* [Required work] Reproduce every entry below precisely; do not include the pictures.

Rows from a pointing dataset
_ _ _

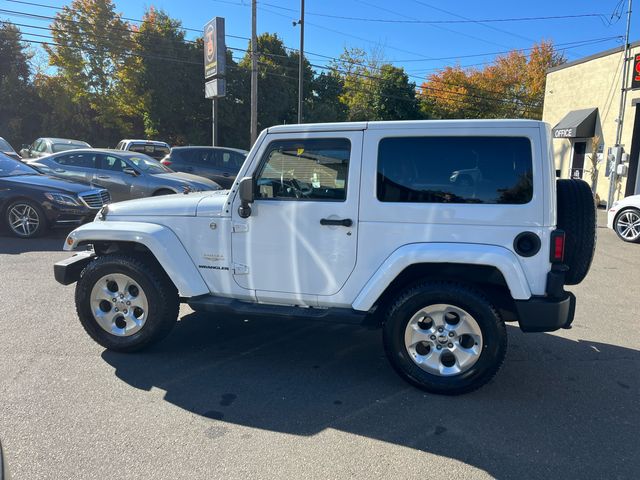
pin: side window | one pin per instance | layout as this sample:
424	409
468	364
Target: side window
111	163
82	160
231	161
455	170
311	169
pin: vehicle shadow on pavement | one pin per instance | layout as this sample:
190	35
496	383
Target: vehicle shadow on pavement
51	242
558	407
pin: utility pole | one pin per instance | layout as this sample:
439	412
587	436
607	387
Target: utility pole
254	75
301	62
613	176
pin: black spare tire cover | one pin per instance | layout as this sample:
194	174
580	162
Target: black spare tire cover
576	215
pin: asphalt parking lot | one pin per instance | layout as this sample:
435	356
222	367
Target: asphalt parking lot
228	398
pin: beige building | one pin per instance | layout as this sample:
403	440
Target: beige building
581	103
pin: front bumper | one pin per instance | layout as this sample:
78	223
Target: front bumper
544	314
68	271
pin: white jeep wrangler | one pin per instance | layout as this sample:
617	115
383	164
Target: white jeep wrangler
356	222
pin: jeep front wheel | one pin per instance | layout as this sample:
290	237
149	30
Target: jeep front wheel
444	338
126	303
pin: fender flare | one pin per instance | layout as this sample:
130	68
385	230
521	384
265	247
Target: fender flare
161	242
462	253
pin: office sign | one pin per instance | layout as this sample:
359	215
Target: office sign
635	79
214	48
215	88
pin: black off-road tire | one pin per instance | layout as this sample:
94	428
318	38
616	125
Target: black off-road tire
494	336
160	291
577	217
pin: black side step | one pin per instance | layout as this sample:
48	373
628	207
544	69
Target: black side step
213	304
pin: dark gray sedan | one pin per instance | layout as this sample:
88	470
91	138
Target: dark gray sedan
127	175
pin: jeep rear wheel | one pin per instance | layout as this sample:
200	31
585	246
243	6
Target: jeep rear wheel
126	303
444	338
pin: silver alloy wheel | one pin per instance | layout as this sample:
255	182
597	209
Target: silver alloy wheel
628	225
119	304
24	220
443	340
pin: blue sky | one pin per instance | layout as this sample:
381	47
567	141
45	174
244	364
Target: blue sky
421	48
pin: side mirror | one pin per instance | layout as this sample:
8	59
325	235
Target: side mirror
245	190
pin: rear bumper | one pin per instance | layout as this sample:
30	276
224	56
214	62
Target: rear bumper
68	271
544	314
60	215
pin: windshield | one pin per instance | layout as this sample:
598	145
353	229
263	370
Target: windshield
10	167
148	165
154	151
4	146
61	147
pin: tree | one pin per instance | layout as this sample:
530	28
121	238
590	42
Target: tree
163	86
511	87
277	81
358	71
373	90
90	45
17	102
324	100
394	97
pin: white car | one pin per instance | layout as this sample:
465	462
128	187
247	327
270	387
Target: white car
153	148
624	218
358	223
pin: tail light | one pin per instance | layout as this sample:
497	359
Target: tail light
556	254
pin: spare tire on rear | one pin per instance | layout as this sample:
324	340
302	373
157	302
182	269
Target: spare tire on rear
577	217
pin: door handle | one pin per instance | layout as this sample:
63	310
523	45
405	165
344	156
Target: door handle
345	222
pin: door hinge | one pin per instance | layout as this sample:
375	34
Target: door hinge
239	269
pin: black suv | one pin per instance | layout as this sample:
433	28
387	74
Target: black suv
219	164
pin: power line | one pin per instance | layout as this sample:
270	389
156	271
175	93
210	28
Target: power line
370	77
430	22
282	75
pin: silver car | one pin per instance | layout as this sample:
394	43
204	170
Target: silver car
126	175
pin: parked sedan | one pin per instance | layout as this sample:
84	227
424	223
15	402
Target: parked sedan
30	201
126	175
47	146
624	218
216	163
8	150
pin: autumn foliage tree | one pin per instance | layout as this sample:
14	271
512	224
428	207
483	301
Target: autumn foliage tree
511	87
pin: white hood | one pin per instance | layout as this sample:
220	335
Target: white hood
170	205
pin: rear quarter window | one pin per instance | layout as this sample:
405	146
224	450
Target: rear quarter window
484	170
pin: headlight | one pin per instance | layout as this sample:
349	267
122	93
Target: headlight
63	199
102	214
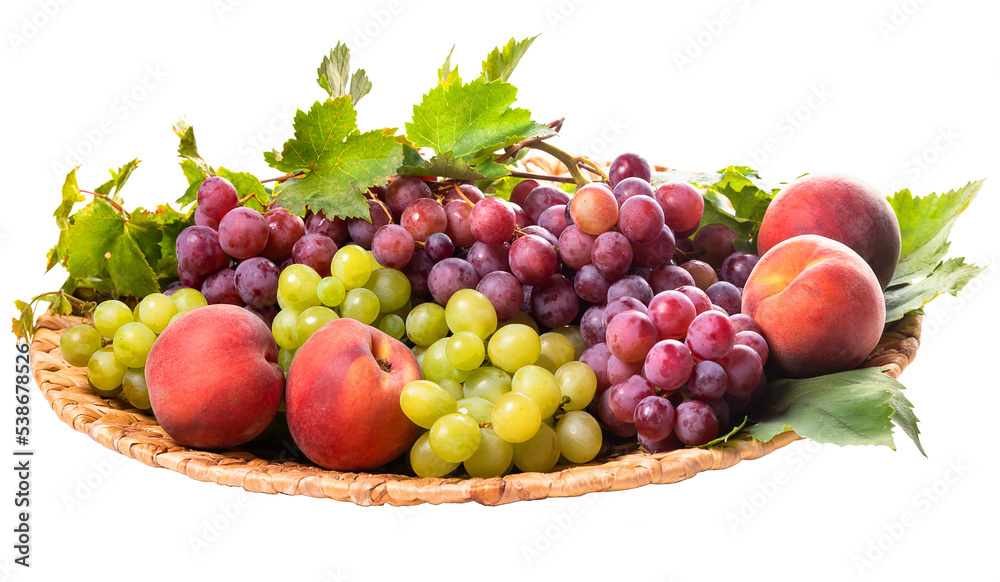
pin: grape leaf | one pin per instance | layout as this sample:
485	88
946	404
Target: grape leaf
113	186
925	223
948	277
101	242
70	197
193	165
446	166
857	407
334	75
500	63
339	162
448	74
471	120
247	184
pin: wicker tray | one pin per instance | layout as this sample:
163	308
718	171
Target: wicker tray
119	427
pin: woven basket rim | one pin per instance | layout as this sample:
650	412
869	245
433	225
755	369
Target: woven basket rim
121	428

_ _ _

* [Correct answer]
pin: side window | one pin per instance | layout as this sample:
424	409
468	364
Target: side window
111	163
82	160
231	161
455	170
311	169
pin: vehicle shadow on pavement | one pin per instance | layout as this sample:
190	35
496	383
Target: vehicle shadow on pavement
51	242
558	407
pin: utility pole | one pin per instance | layout as this sample:
439	412
587	436
607	387
Target: utility pole
254	75
301	62
613	176
pin: black spare tire cover | one pin per instance | layout as this sample:
194	174
580	162
Target: black spare tire cover
576	215
pin: asphalt parking lot | one pin per instance | layout as this sample:
435	356
222	367
Target: asphalt parking lot
228	398
pin: beige building | one pin per instance | layout as this sample:
403	440
Target: beige building
581	103
pin: front bumper | one pin per instance | layout as this sample:
78	223
Target: front bumper
544	314
68	271
pin: white jeep wrangler | one pin per instance | layout as this sample:
617	115
383	164
Target: white jeep wrangler
356	222
pin: jeep front wheel | one pin per instance | layout as this sample:
290	237
149	30
Target: jeep front wheel
444	338
126	303
pin: fender flare | one pin per instance | layout as this sample:
130	68
385	230
521	384
265	247
Target: fender flare
161	242
462	253
pin: office sign | one pin per instance | layout as this sample:
359	215
Target: office sign
635	79
214	48
215	88
pin: black off-road tire | one pin per instance | layout as this sample:
94	428
318	38
616	125
Target: black off-road tire
494	336
160	291
577	217
pin: black side step | one pin per instance | layout as this sample:
48	373
628	207
544	69
Target: black side step
213	304
pin: dark gray sedan | one pin per instance | layout as this sample:
88	470
91	138
Target: dark gray sedan
127	175
pin: jeep rear wheel | one pin per instance | layout as this sample:
200	31
585	246
243	6
Target: jeep rear wheel
126	303
444	338
pin: silver alloy wheel | one pin per instance | layout as this sample:
255	182
597	209
Target: silver alloy wheel
628	225
119	304
24	220
443	340
pin: blue sky | one pin per instance | layout as this sample:
381	47
567	141
45	174
244	364
Target: blue sky
421	48
pin: side mirror | one pin per instance | layout as this sample:
8	59
325	235
Target: side mirror
245	190
pin: rear bumper | one pin per instance | layout as this sample:
30	276
224	56
214	62
Target: rear bumper
68	271
544	314
60	215
pin: windshield | one pin per instance | layout as this sample:
598	145
353	229
263	370
Target: windshield
10	167
148	165
154	151
4	146
61	147
pin: tree | one pin per instance | layout as this sample:
530	28
121	238
590	42
Target: tree
163	86
511	87
277	81
358	71
373	90
90	45
17	102
324	100
394	97
pin: white car | one pin per instance | layout as this sample:
465	462
128	187
247	327
270	387
Target: white car
153	148
624	218
358	223
pin: tail light | one pin per instance | layout as this sample:
497	359
Target: tail light
556	254
pin: spare tire on rear | one pin per instance | layout as this sample:
324	340
302	373
157	302
182	269
Target: spare tire on rear
577	217
pin: door handle | one pin per instance | layout as this sample:
63	310
523	45
405	165
344	156
Target: door handle
345	222
pin: door hinge | one pin per instance | layout as this sample:
375	34
Target: door hinge
239	269
pin: black suv | one pin per instance | layout as this sample:
433	28
387	74
Target: black suv
219	164
pin: power line | one pin per instance | layout as this sample:
270	389
156	271
175	93
210	28
Target: power line
370	77
430	22
282	75
pin: silver car | one pin per instance | layout as this sample:
394	43
204	170
Target: silver car
126	175
pin: parked sedan | one pin per instance | layout as this sample:
84	227
424	223
15	402
Target: parked sedan
30	201
126	175
47	146
624	218
216	163
8	150
pin: autumn foliage tree | one pin per instance | layout as this sample:
14	271
512	224
428	207
483	301
Target: autumn foliage tree
511	87
pin: white hood | one pin per instance | layout as this sample:
220	335
Target: white hood
170	205
pin: rear quarter window | one pin per instance | layout as this sample:
405	146
224	450
Target: rear quarter window
484	170
pin: headlight | one pin per instance | layout as this sample:
349	267
122	93
Target: headlight
63	199
102	214
pin: grape leaf | one pin per instance | layout as this sample:
485	88
946	404
Target: grape leaf
113	186
925	223
948	277
101	242
70	197
193	165
446	166
857	407
334	75
500	63
339	162
448	74
471	120
247	184
pin: wicker tray | one pin per instance | layout as this sample:
163	308
718	171
Target: wicker tray
119	427
pin: woven basket rim | one pin per instance | layout as this sample:
650	412
869	245
433	225
755	369
Target: woven basket rim
121	428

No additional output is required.